Zweimal fällt der Hammer. »Kurzer, mächtig, aber dumpf hallender Schlag von nicht metallischem Charakter (wie ein Axthieb)«, so wünschte Mahler sich das. Da liegt es nahe, von Schicksalsschlägen zu reden, die einen Helden zertrümmern, oder gar, das Werk biographisch zu hören – gleichsam als Vorwegnahme der Unglücksfälle, die Mahler bald nach Beendigung der Komposition trafen.

Freilich stehen die Hammerschläge nicht am Ende der Sinfonie, sondern sind in der Durchführung des Finalsatzes verteilt. Der endgültige Zusammenbruch kommt ohne sie aus. In den Vordergrund drängt sich vielmehr gegen Schluss ein Paukenmotiv, das bereits im ersten Satz vorkam und dort die Basis von zwei Akkorden darstellte: der erste in strahlendem Dur, der zweite abgeblendet in Moll. Dies nahm das Ende sehr früh schon vorweg. Der Paukenrhythmus durchwuchert im Finale die immer noch energischen Vorwärtsbewegungen. Und wenn Mahlers sechste Sinfonie auch als die »Tragische« bekannt ist, dann nicht, weil etwas von außen kommt und Unglück bringt. Vielmehr ist der Untergang im Verlauf selbst angelegt. Solange noch Kraft vorhanden ist, kann auch der Hammer nur für Momente eine Krise auslösen. Ist hingegen der Impuls zum Vorwärts schon angefressen, gelingt der befreiende Durchbruch sogar dann nicht, wenn der Hammer stillhält.

Dies berührt auch Fragen der musikalischen Interpretation. Es gilt, Bewegungstypen zu verdeutlichen. Und dies ist in diesem Fall besonders schwierig. Nicht nur hat Mahler hier die – nächst der achten Sinfonie – größte Besetzung vorgeschrieben, die er, ohnehin kaum je bescheiden, jemals gewählt hat – und gemeinsame Bewegung wird um so schwieriger, je größer der Apparat ist –, auch hat er wirkliche Polyphonie komponiert.

* **ANGEZEIGTE DATEN**:
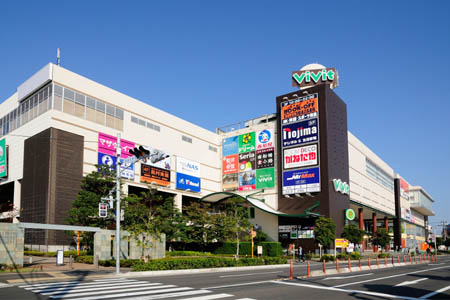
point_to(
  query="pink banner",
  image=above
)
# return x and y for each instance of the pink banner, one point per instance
(107, 144)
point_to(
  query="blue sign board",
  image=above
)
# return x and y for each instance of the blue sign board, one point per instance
(185, 182)
(300, 133)
(301, 181)
(230, 145)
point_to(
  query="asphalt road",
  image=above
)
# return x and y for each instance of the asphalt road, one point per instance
(425, 281)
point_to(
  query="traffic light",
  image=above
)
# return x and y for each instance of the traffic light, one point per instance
(102, 210)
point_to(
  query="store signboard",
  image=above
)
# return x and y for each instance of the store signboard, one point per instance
(299, 109)
(301, 181)
(155, 175)
(247, 142)
(230, 164)
(265, 178)
(265, 158)
(3, 161)
(300, 156)
(230, 146)
(107, 144)
(265, 139)
(247, 180)
(300, 133)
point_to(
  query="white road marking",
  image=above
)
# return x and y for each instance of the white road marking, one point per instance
(392, 276)
(411, 282)
(249, 274)
(435, 293)
(345, 277)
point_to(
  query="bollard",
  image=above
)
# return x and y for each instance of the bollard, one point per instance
(349, 265)
(309, 270)
(291, 276)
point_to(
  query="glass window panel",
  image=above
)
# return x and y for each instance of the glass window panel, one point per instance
(80, 99)
(110, 110)
(100, 106)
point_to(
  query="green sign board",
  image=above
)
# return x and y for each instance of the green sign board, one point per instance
(247, 142)
(265, 178)
(350, 214)
(3, 166)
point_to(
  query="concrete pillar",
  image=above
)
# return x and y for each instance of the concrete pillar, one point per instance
(374, 224)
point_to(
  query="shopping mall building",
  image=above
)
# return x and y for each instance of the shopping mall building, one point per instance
(290, 166)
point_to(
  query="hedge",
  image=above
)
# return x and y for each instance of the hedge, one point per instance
(204, 262)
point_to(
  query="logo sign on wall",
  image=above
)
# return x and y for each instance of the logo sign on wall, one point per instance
(301, 181)
(247, 142)
(300, 109)
(300, 133)
(107, 144)
(3, 162)
(247, 180)
(155, 175)
(264, 139)
(265, 178)
(300, 156)
(265, 158)
(188, 175)
(230, 146)
(247, 161)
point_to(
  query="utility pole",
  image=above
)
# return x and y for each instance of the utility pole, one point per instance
(118, 152)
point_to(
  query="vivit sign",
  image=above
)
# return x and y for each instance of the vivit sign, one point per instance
(309, 78)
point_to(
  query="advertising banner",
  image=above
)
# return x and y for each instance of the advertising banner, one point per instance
(230, 164)
(155, 175)
(265, 139)
(247, 180)
(265, 158)
(300, 133)
(247, 161)
(187, 182)
(230, 182)
(301, 181)
(107, 144)
(300, 109)
(3, 162)
(265, 178)
(247, 142)
(230, 145)
(300, 156)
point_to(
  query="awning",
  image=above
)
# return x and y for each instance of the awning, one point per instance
(255, 202)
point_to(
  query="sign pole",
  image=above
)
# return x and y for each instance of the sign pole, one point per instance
(118, 151)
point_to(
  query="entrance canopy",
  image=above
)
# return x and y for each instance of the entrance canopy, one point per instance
(255, 202)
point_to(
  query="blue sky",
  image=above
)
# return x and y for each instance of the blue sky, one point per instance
(216, 63)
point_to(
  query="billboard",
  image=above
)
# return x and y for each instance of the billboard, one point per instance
(300, 109)
(301, 181)
(247, 142)
(265, 139)
(265, 158)
(107, 144)
(265, 178)
(300, 133)
(3, 162)
(155, 175)
(300, 156)
(230, 146)
(188, 175)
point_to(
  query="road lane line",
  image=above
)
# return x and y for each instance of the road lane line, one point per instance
(249, 274)
(345, 277)
(392, 276)
(435, 293)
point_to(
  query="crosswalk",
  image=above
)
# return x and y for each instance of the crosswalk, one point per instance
(123, 289)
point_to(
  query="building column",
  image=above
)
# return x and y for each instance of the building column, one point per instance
(374, 224)
(386, 225)
(361, 224)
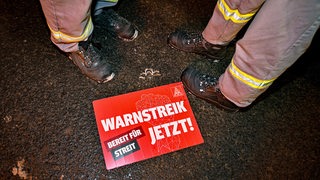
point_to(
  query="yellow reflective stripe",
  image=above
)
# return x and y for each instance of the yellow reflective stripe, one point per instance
(247, 79)
(61, 37)
(234, 15)
(111, 1)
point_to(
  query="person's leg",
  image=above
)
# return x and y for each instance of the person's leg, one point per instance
(68, 23)
(229, 16)
(71, 28)
(115, 24)
(279, 34)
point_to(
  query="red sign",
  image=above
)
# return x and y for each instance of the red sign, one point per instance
(144, 124)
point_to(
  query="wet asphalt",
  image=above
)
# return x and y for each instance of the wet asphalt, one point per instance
(48, 128)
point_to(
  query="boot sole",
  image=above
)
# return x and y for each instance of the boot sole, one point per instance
(217, 104)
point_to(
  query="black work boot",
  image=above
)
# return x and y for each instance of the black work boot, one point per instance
(116, 25)
(91, 63)
(195, 43)
(207, 88)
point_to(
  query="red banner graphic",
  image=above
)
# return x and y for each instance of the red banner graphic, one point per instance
(144, 124)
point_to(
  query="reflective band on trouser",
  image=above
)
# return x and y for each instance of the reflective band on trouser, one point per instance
(233, 15)
(114, 1)
(249, 80)
(61, 37)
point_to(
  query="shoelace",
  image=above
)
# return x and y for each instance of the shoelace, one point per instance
(207, 81)
(194, 38)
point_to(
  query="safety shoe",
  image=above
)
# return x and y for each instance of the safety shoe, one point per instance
(91, 63)
(207, 88)
(116, 25)
(194, 42)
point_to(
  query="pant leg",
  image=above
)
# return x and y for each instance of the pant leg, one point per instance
(279, 34)
(69, 22)
(103, 4)
(229, 16)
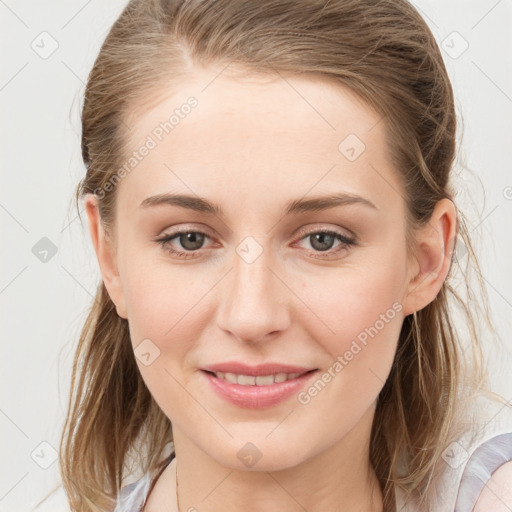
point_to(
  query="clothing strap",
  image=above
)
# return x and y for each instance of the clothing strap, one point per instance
(484, 461)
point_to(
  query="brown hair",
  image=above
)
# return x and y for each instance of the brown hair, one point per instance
(385, 53)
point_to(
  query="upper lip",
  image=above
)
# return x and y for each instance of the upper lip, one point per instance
(261, 369)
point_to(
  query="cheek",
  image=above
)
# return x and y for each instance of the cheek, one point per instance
(358, 318)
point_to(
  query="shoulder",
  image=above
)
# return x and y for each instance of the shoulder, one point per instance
(497, 492)
(487, 479)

* **WAS ZU TUN IST**:
- A) Schreibe aus dem Text über Mahlers sechste Sinfonie den Abschnitt von „Zweimal fällt der“ bis einschließlich „der Komposition trafen.“ wortgetreu ab.
- B) Schreibe den Text über Mahlers sechste Sinfonie im Anschluss an seinen letzten Satz weiter.

* **ERGEBNISSE NACHEINANDER**:
- A)
Zweimal fällt der Hammer. »Kurzer, mächtig, aber dumpf hallender Schlag von nicht metallischem Charakter (wie ein Axthieb)«, so wünschte Mahler sich das. Da liegt es nahe, von Schicksalsschlägen zu reden, die einen Helden zertrümmern, oder gar, das Werk biographisch zu hören – gleichsam als Vorwegnahme der Unglücksfälle, die Mahler bald nach Beendigung der Komposition trafen.

- B)
Die vielen unterschiedlich geführten Stimmen dienen weniger der Klangballung als einem konflikthaften Gegeneinander, das die Grundlage von Entwicklung ist. Für die Musiker heißt das, dass sie unterschiedlich Dynamisches und Stauendes zugleich vermitteln müssen.

Hier nun lag eine außerordentliche Stärke der Aufführung, und die Berliner Philharmoniker spielten unter ihrem Dirigenten Gustavo Dudamel genau, ohne in leblose Exaktheit zu verfallen; sie verdeutlichten den Widerstreit von Vorwärtsbewegung und Stockung. Dabei klangen die Phrasierungen wie spontan gefunden. Dazu trugen Dudamels Tempi bei, die – bei einer Gesamtspielzeit im Rahmen des Üblichen – im Einzelnen sehr flexibel waren.

So nahm Dudamel die Marschepisoden des ersten Satzes sehr schnell und vermittelte so ihre ganze Brutalität. Ebenfalls rasch brachte er die meisten Passagen des Scherzos, einer Reihe von Tänzen, die manchmal harmlos daherkommen, die zuweilen grob dreinfahren, die auch gespensterhaft ängstigen können: Auf nichts kann man sich verlassen in der Welt dieses Abschnitts. Da haben scharfe Tempokontraste ihren Sinn. In der Gesamtkonzeption schlüssig war auch, dass sich Dudamel für das Finale Zeit ließ und damit der Schlussteil des Werks jenes Gewicht erhielt, das ihm gegenüber den ersten drei Sätzen zukommt

Sentimentalität ist in der Welt von Mahlers sechster fehl am Platz, und so ist nachvollziehbar, dass Dudamel sowohl die große ruhige Episode im Zentrum des ersten Satzes als auch große Teile des dritten Satzes etwas trocken spielen ließ. Hier könnte man das einzige Bedenken gegen eine sonst außerordentlich gelungene Aufführung formulieren. Es betrifft die Dramaturgie des Ganzen. In gut achtzig Minuten Anspannung braucht es Ruhepunkte; und eine Katastrophe wirkt um so zerstörerischer, je eindringlicher zuvor die Hoffnung auf ein anderes hörbar geworden ist.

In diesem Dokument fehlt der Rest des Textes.